**Source excerpt:**
===============
Good point. I noticed too going back into a piece curing over was a bad idea but surprisingly it blended fairly good. It's like the product wants to layer when you go back over it rather than blend into it.


----------



## Paintuh4Life

jack pauhl said:


> Do you recall how much xim you added to a gal? I really try to leave paint alone and rarely will I fool with it but unless you execute your cuts methodically, ProClassic needs a bit of something to work larger areas.


Not a lot at all. Maybe a splash (1/2 oz.) of XIM extender to a 1/4 or a 1/3 of a gallon.


----------



## aaron61

My guys use it every day,brush,roll & spray.No complaints.Dries fast,2nd coat fast,lays down nice,looks like it's been sprayed when brushed.


----------



## jack pauhl

aaron61 said:


> My guys use it every day,brush,roll & spray.No complaints.Dries fast,2nd coat fast,lays down nice,looks like it's been sprayed when brushed.


haha.. seriously if I had to use this stuff every day, you would hear some biching every day. I could never use this stuff as a regular trim paint. Its way too slow to move around. Its a production killa'. Does spray nice tho, I'll give it that.

I think before anything in paint I look for ease of use. If paint fails that portion, its a hard sell to me to use it for some other reason.


----------



## aaron61

I would be interested in an alternative.What interior SW trim paint would you use ? (semi-gloss)....super paint can stay sticky, I'm not sure 200 would be a good enough quality for trim ?


----------



## Paradigmzz

aaron61 said:


> I would be interested in an alternative.What interior SW trim paint would you use ? (semi-gloss)....super paint can stay sticky, I'm not sure 200 would be a good enough quality for trim ?



Aaron, you know we are talking about waterborne alkyd right?


----------



## aaron61

No, sorry! we just use the regular Pro Classic


----------



## jack pauhl

aaron61 said:


> I would be interested in an alternative.What interior SW trim paint would you use ? (semi-gloss)....super paint can stay sticky, I'm not sure 200 would be a good enough quality for trim ?


The only trim paint in the Sherwin Williams line-up that meets all my criteria is the 0 VOC Acrylic Pro Industrial B66 W 651 retail $75 but we dont have all the paints other markets have. 200 is too transparent, tacky when dry, poor adhesion among other things. Thats just me tho, I'm super picky about paints. It's not like there are many worthy of looking at in the SW line IMO. I stay away from SW like the plaque. Basically, if I'm using it, its not by my choice. You know I use BEHR ULTRA. Easy to use, superior leveling, stays wet to work, great coverage etc. all the good stuff. 


BEHR ULTRA


----------



## aaron61

Not to high jack a thread but isn't it a pain in the @ss to go to the big box & deal with their paint department??


----------



## jack pauhl

aaron61 said:


> Not to high jack a thread but isn't it a pain in the @ss to go to the big box & deal with their paint department??
===============
**Data excerpts:**
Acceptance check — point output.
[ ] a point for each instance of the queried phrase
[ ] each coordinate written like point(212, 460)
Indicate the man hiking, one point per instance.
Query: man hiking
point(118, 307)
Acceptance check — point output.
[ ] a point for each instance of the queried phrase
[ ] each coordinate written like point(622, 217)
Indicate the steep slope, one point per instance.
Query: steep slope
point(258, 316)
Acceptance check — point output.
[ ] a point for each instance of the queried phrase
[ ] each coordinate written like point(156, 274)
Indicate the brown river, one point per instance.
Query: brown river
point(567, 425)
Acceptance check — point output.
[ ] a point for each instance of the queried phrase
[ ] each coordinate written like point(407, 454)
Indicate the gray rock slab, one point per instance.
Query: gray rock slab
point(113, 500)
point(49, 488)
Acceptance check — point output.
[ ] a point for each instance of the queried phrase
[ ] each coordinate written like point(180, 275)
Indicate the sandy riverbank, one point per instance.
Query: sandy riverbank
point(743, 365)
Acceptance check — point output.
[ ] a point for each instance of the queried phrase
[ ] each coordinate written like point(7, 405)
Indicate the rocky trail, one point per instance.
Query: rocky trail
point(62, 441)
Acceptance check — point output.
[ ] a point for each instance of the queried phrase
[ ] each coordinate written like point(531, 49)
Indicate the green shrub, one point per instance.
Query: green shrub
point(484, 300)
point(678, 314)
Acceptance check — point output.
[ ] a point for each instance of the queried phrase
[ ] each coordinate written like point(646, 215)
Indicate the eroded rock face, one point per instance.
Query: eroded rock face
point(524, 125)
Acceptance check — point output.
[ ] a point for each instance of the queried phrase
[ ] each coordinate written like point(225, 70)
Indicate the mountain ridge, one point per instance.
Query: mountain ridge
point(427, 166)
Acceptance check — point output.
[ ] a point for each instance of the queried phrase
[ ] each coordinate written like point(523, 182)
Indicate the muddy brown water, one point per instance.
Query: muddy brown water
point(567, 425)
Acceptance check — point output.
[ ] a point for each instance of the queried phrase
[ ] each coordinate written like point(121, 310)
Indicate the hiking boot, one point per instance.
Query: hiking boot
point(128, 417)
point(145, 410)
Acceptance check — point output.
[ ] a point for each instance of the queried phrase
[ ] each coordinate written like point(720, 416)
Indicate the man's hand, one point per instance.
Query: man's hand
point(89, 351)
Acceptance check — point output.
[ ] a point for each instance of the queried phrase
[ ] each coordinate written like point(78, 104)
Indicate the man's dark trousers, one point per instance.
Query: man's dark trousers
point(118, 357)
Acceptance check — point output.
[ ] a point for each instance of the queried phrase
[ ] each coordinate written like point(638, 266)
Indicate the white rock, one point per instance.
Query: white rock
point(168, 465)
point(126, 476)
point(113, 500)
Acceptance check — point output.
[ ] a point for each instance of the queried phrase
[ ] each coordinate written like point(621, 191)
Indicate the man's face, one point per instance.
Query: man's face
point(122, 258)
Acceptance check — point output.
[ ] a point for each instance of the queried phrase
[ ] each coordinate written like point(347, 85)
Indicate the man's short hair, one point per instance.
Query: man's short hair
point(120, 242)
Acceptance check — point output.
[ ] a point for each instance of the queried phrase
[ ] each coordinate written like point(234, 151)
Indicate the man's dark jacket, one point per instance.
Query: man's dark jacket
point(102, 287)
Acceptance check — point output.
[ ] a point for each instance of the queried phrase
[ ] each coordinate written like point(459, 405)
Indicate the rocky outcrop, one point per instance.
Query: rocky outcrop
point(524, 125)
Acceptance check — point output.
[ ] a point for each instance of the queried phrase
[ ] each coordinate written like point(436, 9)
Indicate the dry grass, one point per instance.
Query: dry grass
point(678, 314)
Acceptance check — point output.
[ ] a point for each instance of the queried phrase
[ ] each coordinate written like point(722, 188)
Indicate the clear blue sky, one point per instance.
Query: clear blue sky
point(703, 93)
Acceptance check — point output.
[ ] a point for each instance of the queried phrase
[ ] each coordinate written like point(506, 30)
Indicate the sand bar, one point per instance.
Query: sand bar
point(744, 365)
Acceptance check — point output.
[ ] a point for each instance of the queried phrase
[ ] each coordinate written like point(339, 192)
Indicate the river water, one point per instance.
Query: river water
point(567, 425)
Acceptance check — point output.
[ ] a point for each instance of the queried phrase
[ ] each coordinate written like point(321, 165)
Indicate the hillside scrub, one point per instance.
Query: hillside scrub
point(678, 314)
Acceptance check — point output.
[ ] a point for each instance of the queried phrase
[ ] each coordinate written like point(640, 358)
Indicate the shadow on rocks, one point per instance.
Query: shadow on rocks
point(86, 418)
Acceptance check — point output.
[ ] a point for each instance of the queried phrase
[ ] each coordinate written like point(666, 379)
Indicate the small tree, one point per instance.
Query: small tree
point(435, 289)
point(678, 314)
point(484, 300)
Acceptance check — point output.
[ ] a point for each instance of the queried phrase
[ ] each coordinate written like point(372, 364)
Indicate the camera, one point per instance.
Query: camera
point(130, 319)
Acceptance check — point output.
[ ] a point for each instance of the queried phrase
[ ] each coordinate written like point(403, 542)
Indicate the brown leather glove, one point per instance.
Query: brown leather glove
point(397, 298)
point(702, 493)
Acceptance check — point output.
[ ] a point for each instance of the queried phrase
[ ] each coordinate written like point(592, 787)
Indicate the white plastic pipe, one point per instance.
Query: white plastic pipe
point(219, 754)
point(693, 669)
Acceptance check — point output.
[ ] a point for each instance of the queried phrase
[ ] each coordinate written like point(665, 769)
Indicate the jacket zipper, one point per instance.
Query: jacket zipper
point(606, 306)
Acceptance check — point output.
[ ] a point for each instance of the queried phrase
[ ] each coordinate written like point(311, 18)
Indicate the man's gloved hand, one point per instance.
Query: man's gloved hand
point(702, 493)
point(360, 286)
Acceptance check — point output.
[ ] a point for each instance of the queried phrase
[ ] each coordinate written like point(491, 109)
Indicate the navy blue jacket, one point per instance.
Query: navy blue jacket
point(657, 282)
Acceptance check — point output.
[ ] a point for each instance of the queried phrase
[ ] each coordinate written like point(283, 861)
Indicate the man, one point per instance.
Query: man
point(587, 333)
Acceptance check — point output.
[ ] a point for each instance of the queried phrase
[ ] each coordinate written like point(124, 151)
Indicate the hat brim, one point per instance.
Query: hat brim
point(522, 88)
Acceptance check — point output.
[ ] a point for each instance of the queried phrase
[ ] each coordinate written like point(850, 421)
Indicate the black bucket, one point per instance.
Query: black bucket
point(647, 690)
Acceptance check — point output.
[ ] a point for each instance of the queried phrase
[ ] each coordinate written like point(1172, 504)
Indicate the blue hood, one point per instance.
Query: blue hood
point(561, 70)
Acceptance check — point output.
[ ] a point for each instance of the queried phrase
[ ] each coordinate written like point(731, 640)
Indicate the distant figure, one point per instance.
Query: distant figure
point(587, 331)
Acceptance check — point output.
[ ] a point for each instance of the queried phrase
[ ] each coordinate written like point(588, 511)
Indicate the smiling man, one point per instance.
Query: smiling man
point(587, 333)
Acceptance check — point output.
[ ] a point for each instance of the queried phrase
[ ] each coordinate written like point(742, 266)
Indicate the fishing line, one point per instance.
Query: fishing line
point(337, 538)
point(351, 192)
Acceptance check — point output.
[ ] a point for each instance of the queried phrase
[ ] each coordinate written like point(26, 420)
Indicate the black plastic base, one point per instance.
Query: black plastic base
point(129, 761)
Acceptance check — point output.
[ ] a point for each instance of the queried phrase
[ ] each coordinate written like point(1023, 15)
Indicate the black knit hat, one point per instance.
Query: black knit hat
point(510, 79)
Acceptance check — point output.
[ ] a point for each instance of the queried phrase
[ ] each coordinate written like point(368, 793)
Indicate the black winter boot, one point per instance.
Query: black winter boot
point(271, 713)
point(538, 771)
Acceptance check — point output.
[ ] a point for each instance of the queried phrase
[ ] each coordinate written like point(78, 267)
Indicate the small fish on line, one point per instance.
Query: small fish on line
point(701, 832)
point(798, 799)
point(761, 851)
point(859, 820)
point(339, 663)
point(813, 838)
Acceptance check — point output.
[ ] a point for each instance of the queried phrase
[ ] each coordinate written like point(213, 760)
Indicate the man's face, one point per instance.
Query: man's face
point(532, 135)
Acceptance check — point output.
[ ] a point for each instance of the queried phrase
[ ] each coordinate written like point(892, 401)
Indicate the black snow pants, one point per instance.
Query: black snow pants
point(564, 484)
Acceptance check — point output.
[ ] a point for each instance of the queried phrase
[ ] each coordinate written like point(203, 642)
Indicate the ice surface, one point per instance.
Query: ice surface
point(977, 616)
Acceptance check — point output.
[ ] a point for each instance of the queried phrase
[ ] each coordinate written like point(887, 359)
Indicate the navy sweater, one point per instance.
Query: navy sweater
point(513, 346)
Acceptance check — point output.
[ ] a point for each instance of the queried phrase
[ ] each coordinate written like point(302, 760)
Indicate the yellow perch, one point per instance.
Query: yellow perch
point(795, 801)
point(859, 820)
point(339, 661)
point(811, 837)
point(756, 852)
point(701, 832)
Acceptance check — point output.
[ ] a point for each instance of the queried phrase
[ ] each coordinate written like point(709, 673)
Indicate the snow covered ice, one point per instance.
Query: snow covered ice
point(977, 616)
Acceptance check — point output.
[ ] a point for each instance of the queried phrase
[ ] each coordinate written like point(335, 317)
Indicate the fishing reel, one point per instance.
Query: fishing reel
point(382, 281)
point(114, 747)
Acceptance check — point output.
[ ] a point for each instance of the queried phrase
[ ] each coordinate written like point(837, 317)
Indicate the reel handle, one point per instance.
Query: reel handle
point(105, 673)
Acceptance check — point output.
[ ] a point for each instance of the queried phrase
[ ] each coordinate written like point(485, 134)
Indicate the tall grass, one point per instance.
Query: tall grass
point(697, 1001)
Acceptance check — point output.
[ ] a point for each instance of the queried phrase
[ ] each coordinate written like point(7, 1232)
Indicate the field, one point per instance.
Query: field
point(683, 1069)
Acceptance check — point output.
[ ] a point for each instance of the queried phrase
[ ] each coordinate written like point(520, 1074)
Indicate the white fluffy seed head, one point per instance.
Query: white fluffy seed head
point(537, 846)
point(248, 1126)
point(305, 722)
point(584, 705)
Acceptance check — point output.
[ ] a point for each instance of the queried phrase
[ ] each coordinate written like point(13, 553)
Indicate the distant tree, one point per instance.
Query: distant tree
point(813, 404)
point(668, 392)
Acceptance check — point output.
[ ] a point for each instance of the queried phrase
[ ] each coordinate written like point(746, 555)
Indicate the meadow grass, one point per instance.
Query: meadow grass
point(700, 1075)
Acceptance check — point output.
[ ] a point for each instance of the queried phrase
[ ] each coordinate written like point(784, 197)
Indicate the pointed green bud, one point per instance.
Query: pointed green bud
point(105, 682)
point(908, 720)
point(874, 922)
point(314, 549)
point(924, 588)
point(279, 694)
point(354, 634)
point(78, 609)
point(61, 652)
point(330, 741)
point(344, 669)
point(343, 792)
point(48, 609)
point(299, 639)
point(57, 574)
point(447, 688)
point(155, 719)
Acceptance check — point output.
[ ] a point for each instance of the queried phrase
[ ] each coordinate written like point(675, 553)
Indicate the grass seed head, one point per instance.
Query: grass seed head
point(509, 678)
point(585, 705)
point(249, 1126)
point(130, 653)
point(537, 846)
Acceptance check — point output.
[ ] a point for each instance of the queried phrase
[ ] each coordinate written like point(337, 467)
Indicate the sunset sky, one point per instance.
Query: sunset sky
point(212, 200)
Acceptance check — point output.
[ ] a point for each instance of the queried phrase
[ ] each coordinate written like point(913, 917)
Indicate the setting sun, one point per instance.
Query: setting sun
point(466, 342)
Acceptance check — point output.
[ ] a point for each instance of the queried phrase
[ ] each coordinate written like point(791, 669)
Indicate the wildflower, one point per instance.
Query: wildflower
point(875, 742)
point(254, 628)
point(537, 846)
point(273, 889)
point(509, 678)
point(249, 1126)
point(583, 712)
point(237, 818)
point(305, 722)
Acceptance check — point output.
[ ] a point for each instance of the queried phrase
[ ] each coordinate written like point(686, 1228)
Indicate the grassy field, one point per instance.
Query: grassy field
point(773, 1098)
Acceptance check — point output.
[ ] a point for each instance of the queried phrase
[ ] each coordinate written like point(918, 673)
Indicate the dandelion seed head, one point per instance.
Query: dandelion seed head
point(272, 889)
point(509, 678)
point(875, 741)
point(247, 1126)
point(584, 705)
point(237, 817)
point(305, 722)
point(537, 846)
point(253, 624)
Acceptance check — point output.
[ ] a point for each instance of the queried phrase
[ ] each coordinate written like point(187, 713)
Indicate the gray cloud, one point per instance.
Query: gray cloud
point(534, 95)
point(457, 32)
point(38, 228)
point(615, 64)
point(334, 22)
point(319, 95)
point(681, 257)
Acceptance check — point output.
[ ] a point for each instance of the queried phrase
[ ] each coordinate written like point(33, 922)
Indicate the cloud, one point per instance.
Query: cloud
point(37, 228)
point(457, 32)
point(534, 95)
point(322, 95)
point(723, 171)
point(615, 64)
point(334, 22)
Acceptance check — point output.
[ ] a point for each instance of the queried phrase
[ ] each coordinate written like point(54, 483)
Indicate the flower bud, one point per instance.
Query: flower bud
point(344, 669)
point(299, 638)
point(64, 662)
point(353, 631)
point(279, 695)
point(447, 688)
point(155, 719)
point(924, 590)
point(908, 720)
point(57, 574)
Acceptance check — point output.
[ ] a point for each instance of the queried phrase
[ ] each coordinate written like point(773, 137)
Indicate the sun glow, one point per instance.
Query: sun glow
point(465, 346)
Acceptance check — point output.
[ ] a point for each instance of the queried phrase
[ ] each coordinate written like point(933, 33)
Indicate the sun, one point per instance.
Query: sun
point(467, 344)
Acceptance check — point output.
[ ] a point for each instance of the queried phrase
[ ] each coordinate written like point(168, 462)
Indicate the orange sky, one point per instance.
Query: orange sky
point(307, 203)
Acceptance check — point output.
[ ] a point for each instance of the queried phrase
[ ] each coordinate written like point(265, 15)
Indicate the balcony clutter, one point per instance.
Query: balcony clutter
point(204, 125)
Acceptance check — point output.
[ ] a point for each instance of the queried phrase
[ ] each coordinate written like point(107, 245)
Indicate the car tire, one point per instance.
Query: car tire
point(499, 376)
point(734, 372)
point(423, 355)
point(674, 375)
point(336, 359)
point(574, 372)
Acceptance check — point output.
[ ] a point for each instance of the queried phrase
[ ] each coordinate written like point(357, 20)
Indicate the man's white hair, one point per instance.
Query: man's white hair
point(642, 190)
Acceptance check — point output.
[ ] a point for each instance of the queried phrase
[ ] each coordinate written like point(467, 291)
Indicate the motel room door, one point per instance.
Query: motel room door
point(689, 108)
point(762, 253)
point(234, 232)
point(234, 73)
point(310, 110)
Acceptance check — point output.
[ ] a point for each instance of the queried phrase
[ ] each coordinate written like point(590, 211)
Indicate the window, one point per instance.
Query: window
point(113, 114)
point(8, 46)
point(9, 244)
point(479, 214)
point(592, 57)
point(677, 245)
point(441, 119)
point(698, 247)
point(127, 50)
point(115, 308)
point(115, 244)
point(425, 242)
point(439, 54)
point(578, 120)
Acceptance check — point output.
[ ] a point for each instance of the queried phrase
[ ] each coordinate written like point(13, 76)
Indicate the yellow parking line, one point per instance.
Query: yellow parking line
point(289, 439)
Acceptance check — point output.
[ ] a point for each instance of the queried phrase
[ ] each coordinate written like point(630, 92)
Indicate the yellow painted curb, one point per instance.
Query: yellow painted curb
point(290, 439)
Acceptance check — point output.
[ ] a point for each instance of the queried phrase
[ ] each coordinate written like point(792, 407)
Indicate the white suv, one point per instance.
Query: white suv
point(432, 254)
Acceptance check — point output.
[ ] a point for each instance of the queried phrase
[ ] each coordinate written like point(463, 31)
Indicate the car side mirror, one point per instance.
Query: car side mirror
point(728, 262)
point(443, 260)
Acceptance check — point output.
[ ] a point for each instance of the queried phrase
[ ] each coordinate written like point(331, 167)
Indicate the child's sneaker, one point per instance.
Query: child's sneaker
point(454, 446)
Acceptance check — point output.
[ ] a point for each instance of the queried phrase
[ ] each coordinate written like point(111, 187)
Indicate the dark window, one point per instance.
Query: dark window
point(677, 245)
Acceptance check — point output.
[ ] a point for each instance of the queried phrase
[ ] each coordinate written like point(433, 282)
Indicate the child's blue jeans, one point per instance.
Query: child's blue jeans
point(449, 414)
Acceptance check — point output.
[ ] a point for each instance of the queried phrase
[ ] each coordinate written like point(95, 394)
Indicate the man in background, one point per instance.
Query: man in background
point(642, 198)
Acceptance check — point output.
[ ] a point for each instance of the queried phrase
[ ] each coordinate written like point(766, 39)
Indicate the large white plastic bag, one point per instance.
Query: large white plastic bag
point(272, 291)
===============
**Directions:**
1. Reproduce the passage of the ProClassic trim paint thread that begins with the words containing "haha.. seriously if" and ends with "some other reason.".
2. Write the next part of the ProClassic trim paint thread, picking up right after its final line.

**Responses per task:**
1.
haha.. seriously if I had to use this stuff every day, you would hear some biching every day. I could never use this stuff as a regular trim paint. Its way too slow to move around. Its a production killa'. Does spray nice tho, I'll give it that.

I think before anything in paint I look for ease of use. If paint fails that portion, its a hard sell to me to use it for some other reason.

2.
For me, its a PITA to deal with SW. Apparently I have bigger expectations for product. When I have issues with product I dont get any resolution, just excuses or try this or that. I get answers I wouldnt tell an uneducated homeowner. I get the same ridiculous advice I see plaguing the internet. Is our local HD the same, you bet! So its 2 evils. If you're not a painter, you have no clue what you are selling. Period. SW opts for schooling over experience. When they get a great guy in there on a rare occasion, they dont take care of him and they leave. 

The ICI/Glidden Professional guys have come a long way over the years here. It feels like a contractor store, (both locations close to me) they are educated, they have answers, when they dont they get them fast. I wait there, I wait at SW I wait no matter where I go for paint and at times I deal with some stupidity. I guess the kind of questions I ask, those answers are generally relayed to a rep and the rep gets the answer. I need all the information paint companies dont publish. The questions you pry out of them in round-about ways.

I do my research prior to getting into a product so I rarely have a question when I go to get paint. Typically I use my contacts to get answers before I go. The only product I use from BEHR is ULTRA. I cant speak for anything else they sell except their solid wood stain which is awesome too.

Im sure SW stores vary location to location but thats what Im up against here.


----------



## aaron61

How many problem do you actually have? I've been in this business along time and have had very few!
Can't you call your paint in and have it waiting or delivered?


----------



## jack pauhl

aaron61 said:


> How many problem do you actually have? I've been in this business along time and have had very few!
> Can't you call your paint in and have it waiting or delivered?


Its been awhile since I was working with a builder who wanted SW paint, he was willing to pay for it so I agreed until it posed too much trouble which it did. It's like you tell the builder what will happen, they dont believe you, you use it, you end up showing the builder why I dont use it. I got tired of calling the rep. I got tired of compounding issues. It got so bad that no matter what I picked up, there was an issue. I had pages listed out, I met with someone from corp. Anything happen? Nope. 

I had paint and primer failures. One nasty one was oil base odorless on a repaint that wouldn't dry. Had the rep out, got a nice pump but that was embarrassing to go through with a homeowner when you come highly recommended and you have to hold their house hostage because of a product failure. Bringing in Zinsser to fix it. 

I'm sure I have that long list of issues that never got resolved. I'll look for the file and post them. All legit. Just like the 5150 project I'm working on, issues there and we only got into pre-production so far, you wait. Those things should never happen. SW is a company thats been around for 150+ years, they should be able to figure out how to produce a product for bare drywall that works, flawlessly. Seriously, there is no excuse for that BS. Look at the cost involved, look at what we are facing fixing it. It burns my [email protected]@ because I know better.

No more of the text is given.